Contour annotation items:
************

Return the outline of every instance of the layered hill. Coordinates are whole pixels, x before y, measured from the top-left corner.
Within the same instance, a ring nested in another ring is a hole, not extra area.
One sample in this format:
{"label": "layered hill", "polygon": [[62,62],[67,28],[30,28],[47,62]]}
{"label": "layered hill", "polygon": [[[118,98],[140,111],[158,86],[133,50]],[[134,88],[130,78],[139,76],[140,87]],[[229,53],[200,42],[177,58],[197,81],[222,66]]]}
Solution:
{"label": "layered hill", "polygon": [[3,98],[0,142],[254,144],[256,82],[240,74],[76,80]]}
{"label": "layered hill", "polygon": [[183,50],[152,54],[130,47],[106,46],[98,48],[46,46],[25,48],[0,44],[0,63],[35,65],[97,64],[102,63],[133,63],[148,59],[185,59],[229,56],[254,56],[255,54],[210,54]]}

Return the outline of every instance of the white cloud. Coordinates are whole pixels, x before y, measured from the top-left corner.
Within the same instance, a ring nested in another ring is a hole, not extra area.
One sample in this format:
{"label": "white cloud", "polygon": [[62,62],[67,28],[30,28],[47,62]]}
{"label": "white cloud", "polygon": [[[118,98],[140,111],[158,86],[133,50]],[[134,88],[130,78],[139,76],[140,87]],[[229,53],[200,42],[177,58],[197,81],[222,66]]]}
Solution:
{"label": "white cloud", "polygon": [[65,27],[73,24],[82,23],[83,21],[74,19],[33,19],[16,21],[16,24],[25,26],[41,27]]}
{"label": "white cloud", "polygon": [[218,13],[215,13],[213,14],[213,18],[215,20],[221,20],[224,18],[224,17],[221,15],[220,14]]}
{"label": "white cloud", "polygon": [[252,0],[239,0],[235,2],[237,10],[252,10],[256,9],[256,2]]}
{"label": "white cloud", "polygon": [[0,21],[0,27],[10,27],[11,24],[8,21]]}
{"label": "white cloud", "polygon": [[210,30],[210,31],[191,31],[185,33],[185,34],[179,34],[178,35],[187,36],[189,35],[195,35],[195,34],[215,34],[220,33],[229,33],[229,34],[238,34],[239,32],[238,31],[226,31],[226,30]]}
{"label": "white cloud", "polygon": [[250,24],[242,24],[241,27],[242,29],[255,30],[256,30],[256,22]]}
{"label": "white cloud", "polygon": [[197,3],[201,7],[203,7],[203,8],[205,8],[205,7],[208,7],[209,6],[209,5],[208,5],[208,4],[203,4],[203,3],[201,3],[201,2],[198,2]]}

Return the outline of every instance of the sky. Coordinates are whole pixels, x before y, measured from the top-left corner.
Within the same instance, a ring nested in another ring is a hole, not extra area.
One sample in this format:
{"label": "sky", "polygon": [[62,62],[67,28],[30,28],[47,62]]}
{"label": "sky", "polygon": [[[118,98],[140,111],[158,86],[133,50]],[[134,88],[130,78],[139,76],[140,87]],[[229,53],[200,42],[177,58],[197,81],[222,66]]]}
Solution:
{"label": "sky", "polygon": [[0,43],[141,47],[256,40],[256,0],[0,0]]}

************

Reproduce all of the items above, substituting "integer pixels" for every occurrence of "whole pixels" and leaving everything else unchanged.

● RESULT OF THIS TASK
Return the outline of every instance of the layered hill. Coordinates are integer pixels, x before y, measured from the top-left corner.
Within the same instance, a ring nested in another ring is a hole, not extra area.
One sample in this format:
{"label": "layered hill", "polygon": [[62,62],[67,28],[30,28],[47,62]]}
{"label": "layered hill", "polygon": [[[118,98],[140,111],[158,86],[133,50]],[[134,88],[130,78],[139,76],[140,87]],[[229,53],[200,42],[177,58],[197,81],[222,66]]]}
Solution:
{"label": "layered hill", "polygon": [[3,98],[0,142],[254,144],[256,82],[240,74],[76,80]]}
{"label": "layered hill", "polygon": [[183,50],[152,54],[130,47],[106,46],[98,48],[46,46],[25,48],[0,44],[0,63],[35,65],[97,64],[102,63],[133,63],[148,59],[185,59],[229,56],[254,56],[255,54],[210,54]]}

Return the outline of every instance of the white cloud. Coordinates are integer pixels, x before y, measured from the top-left corner.
Within the same instance, a ring nested in another ring is a hole, not extra area.
One sample in this format:
{"label": "white cloud", "polygon": [[62,62],[67,28],[30,28],[47,62]]}
{"label": "white cloud", "polygon": [[[118,98],[140,111],[158,86],[133,50]],[[134,88],[130,78],[139,76],[140,87]],[[229,53],[200,42],[177,58],[197,81],[222,66]]]}
Solution:
{"label": "white cloud", "polygon": [[65,27],[73,24],[82,23],[83,21],[74,19],[33,19],[16,21],[16,24],[25,26],[41,27]]}
{"label": "white cloud", "polygon": [[218,13],[215,13],[213,14],[213,18],[215,20],[221,20],[224,18],[224,17],[221,15],[220,14]]}
{"label": "white cloud", "polygon": [[252,0],[239,0],[235,2],[237,10],[252,10],[256,9],[256,2]]}
{"label": "white cloud", "polygon": [[0,21],[0,27],[10,27],[11,24],[8,21]]}
{"label": "white cloud", "polygon": [[210,30],[210,31],[191,31],[185,33],[185,34],[179,34],[178,35],[187,36],[189,35],[195,35],[195,34],[215,34],[220,33],[229,33],[229,34],[238,34],[239,32],[238,31],[226,31],[226,30]]}
{"label": "white cloud", "polygon": [[250,24],[242,24],[241,27],[242,29],[255,30],[256,30],[256,22]]}
{"label": "white cloud", "polygon": [[197,3],[201,7],[203,7],[203,8],[205,8],[205,7],[208,7],[209,6],[209,5],[208,5],[208,4],[203,4],[203,3],[201,3],[201,2],[198,2]]}

Return the outline of every instance of the sky. Coordinates are integer pixels, x before y, measured from the top-left corner.
Within the same instance, a ring nested in another ring is a hole, not extra area.
One sample in this format:
{"label": "sky", "polygon": [[62,62],[67,28],[30,28],[47,62]]}
{"label": "sky", "polygon": [[[118,98],[140,111],[158,86],[133,50]],[[134,88],[130,78],[139,76],[140,87]],[[229,53],[200,42],[177,58],[197,81],[222,66]]]}
Solution:
{"label": "sky", "polygon": [[0,43],[141,47],[256,40],[256,0],[0,0]]}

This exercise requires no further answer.